▶ [Texto proporcionado]
■ ■ ■ ■

Ningún saber, por fundamental y extendido que sea, ninguna
agudeza o ironía, ni ninguna astucia dialéctica nos ponen a salvo de la
vulgaridad del pensar y del querer.
Max Stirner
El papel del profesor no debe limitarse al ámbito educativo. Cuando las circunstancias lo demandan, tiene que tomar la palabra y trascender aulas, planteando cuestionamientos a quienes ejercen funciones gubernamentales. Fue lo que hizo Kant, ejemplar docente del siglo XVIII, cuando publicó El conflicto de las facultades, última obra con su firma. En efecto, afectado por la censura que merecieron sus reflexiones sobre asuntos religiosos, habló entonces como académico frente al poder. Destacó el valor del espíritu crítico, que servía para distinguir a filósofos de médicos, juristas y teólogos; sin embargo, quienes mandaban no pensaban lo mismo. Así, se exponía una misión que, aun cuando provocara molestias entre las autoridades, debía consumarse. Porque su rol no se agotaba en la enseñanza de problemas, teorías e indagaciones varias; implicaba también esas observaciones.
Aunque, para obtener
triunfos electorales, un político amigo de la demagogia no sienta mayor interés
por los círculos académicos, su situación puede cambiar. En busca de
legitimidad con barniz intelectual, se podría suscitar ese fenómeno,
persiguiendo la conquista del mundillo universitario. Esto conllevaría la
multiplicación de reuniones y mítines con estudiantes, en primer lugar. Por
supuesto, aludo a encuentros en los cuales el razonamiento, las miradas
reflexivas, incluso cualquier debate serio, resultan escasos o, peor todavía,
nulos. No niego que haya universitarios a quienes les importe recibir
propuestas razonables; empero, la gran mayoría sigue otro camino. Es lo que
suele ocurrir en procesos electorales de las universidades públicas; por tanto,
no asombra la reiteración del problema cuando llegan los comicios generales.

■ ■ ■ ■

▶ [Ejercicios]
(A) Según el texto sobre el papel del profesor, ¿cuál fue la última obra que Kant publicó con su firma?
(B) Copia todo lo que va desde "Max Stirner" hasta "también esas observaciones." en el texto sobre el papel del profesor, pero cambia "profesor" por "maestro".

▶ [Datos proporcionados]
■ ■ ■ ■

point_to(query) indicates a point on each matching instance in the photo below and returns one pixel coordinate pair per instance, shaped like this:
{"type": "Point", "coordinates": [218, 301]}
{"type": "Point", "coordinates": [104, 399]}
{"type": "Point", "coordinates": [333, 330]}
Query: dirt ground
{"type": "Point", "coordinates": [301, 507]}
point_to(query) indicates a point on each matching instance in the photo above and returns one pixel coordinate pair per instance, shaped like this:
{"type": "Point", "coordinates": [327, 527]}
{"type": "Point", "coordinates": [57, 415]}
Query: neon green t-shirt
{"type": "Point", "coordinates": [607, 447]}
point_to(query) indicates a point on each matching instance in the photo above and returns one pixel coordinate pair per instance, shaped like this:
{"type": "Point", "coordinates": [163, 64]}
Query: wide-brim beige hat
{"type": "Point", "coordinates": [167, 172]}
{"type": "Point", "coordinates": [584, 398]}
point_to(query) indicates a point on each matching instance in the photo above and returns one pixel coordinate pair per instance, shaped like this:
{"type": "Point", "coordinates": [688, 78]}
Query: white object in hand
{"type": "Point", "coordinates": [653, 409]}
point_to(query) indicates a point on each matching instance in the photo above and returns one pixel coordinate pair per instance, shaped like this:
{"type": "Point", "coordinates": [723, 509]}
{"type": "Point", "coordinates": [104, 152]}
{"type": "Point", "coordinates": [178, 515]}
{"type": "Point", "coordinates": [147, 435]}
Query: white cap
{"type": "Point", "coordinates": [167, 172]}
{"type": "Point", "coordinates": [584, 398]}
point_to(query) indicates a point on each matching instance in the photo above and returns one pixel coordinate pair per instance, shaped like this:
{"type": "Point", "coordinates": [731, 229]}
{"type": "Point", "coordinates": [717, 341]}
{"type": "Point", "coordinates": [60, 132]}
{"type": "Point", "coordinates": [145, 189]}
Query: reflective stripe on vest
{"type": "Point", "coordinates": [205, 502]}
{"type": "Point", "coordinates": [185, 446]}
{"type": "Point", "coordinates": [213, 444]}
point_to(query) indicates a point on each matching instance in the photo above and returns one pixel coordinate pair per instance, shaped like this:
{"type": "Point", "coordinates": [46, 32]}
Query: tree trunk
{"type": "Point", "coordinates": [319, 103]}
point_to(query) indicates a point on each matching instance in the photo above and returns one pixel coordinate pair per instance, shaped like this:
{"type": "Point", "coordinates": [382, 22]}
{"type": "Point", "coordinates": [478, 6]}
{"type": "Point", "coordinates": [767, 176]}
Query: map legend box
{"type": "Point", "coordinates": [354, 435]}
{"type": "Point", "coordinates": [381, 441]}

■ ■ ■ ■

▶ [Respuestas esperadas]
(A) El conflicto de las facultades.

(B)
Max Stirner
El papel del maestro no debe limitarse al ámbito educativo. Cuando las circunstancias lo demandan, tiene que tomar la palabra y trascender aulas, planteando cuestionamientos a quienes ejercen funciones gubernamentales. Fue lo que hizo Kant, ejemplar docente del siglo XVIII, cuando publicó El conflicto de las facultades, última obra con su firma. En efecto, afectado por la censura que merecieron sus reflexiones sobre asuntos religiosos, habló entonces como académico frente al poder. Destacó el valor del espíritu crítico, que servía para distinguir a filósofos de médicos, juristas y teólogos; sin embargo, quienes mandaban no pensaban lo mismo. Así, se exponía una misión que, aun cuando provocara molestias entre las autoridades, debía consumarse. Porque su rol no se agotaba en la enseñanza de problemas, teorías e indagaciones varias; implicaba también esas observaciones.